| EXTRAIT CHOISI |
======

Lumineuses petites clés

Dany Laferrière

Écrivain d’origine haïtienne, Dany Laferrière vit à Montréal où ses œuvres sont éditées. Son dernier ouvrage, L’art presque perdu de ne rien faire, a été publié en 2011 chez Boréal.

Il y a des gens qui se revoient, dans leur enfance, flânant dans un jardin ou nageant dans une rivière, moi, je me retrouve toujours penché sur un livre, complètement fasciné par ces minuscules signes qui ne cessent de m’inviter à découvrir de nouveaux mondes. Je n’arrive pas à comprendre, aujourd’hui encore, pourquoi je fus si tôt attiré par ces étranges dessins que sont les lettres de l’alphabet. Surtout que les gens qui m’entouraient semblaient toujours intéressés par des choses moins abstraites que des lettres. Avant que ces dernières ne trouvent leur utilité en formant des mots, puis des phrases, j’ai senti l’énergie qui les animait. Il m’a semblé, dès le début, que ma vie sera liée à ces lettres dont chacune a une place fondamentale dans notre histoire émotionnelle. J’ai passé de longues heures sur la lettre o, n’arrivant pas à lui trouver un quelconque défaut. La lettre t me rappelait un cimeterre, ce qui faisait surgir, sous mes yeux éblouis, un guerrier des Mille et une nuits. J’accordais à chacune de ces vingt-six lettres une couleur, une odeur et même une saveur particulière. Jusqu’à redouter l’instant où elles devaient rejoindre les rangs afin de formuler des savoirs ou des secrets. Depuis mon enfance fiévreuse, je cherche à comprendre ce mystère : comment de si minuscules lettres peuvent-elles raconter, sans jamais un signe d’ennui ou d’agacement, toutes ces histoires qui disent nos péripéties sur cette terre ?

======

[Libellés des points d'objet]
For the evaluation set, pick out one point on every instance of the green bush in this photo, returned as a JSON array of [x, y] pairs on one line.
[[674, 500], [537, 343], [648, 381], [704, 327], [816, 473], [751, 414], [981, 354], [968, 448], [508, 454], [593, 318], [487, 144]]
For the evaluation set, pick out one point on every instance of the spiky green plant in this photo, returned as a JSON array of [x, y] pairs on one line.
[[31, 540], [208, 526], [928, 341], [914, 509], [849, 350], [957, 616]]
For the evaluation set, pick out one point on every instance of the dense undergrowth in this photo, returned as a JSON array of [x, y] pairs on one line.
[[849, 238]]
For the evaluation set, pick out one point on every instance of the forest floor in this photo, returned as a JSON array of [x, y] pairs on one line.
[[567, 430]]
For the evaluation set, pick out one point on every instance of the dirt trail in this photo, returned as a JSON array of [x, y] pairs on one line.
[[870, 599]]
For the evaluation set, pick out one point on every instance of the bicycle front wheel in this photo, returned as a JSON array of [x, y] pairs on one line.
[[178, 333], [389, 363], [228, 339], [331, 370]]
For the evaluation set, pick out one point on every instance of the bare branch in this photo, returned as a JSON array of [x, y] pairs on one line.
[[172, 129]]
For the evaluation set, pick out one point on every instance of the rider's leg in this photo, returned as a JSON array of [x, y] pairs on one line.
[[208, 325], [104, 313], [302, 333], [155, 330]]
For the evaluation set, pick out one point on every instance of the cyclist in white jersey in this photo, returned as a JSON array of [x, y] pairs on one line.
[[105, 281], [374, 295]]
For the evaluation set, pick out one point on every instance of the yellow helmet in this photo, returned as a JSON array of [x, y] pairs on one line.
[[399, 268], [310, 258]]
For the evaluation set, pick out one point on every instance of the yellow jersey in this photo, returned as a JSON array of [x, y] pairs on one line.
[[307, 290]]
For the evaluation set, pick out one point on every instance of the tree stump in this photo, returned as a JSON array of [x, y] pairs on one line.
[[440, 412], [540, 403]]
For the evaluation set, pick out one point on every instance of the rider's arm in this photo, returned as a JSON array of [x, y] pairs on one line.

======

| TÂCHES À RÉALISER |
**1.** Répondez à ces questions sur l'extrait choisi :
(a) Dans quelle ville vit Dany Laferrière ?
(b) Que rappelait la lettre t ?
(c) Qu'est-ce que l'auteur accordait à chacune des vingt-six lettres ?
**2.** Recopiez fidèlement le passage de l'extrait choisi qui commence aux mots « Écrivain d’origine haïtienne, Dany » et s'arrête après « 2011 chez Boréal. ».
**3.** Rédigez la suite du texte sur la fascination pour les lettres de l'alphabet à partir de sa dernière phrase.

| ENSEMBLE DES RÉPONSES |
**1.**
(a) À Montréal.
(b) Un cimeterre.
(c) Une couleur, une odeur et même une saveur particulière.

**2.**
Écrivain d’origine haïtienne, Dany Laferrière vit à Montréal où ses œuvres sont éditées. Son dernier ouvrage, L’art presque perdu de ne rien faire, a été publié en 2011 chez Boréal.

**3.**
Je me souviens de ces dimanches de mon enfance où, vers la fin de l’après-midi, ma grand-mère avait l’habitude de m’emmener faire une promenade dans la petite ville où nous vivions. Ce n’était pas plus d’une dizaine de rues, mais j’attendais ce moment avec impatience car ma grand-mère prenait le temps de converser avec tous ceux qu’elle croisait sur notre chemin. Ce n’est que des années plus tard que j’ai compris qu’il s’agissait de mon premier livre d’images. Si ma grand-mère en était la narratrice, nos voisins me semblaient aussi familiers que ces personnages de conte que l’on retrouve, à chaque fois, avec le même plaisir. Pour revivre ces délicieux après-midis, je n’ai qu’à fermer les yeux.

À l’époque je détestais le jour qui m’obligeait à quitter le monde du rêve où je me sentais si libre. Je n’ai retrouvé une pareille liberté que dans les livres. Je suis nostalgique de cette fluidité qui irrigue le temps de l’adolescence, ce moment que les règles et les lois vont si brutalement interrompre. C’est une saveur qu’on ne pourra retrouver que dans la lecture. Si l’écriture est fortement structurée et criblée d’obstacles qui nourrissent nos angoisses, la lecture se révèle d’une désarmante facilité : il suffit d’accepter l’univers proposé. La volonté est sûrement le moteur de l’écriture, mais c’est la curiosité qui pousse à ouvrir un livre. Il m’arrive parfois de prendre plaisir à des lectures ardues, mais cette difficulté nous permet de découvrir des aspects insoupçonnés de notre personnalité. L’obstacle est un excitant pour l’esprit qui aime autant grimper une pente que la descendre.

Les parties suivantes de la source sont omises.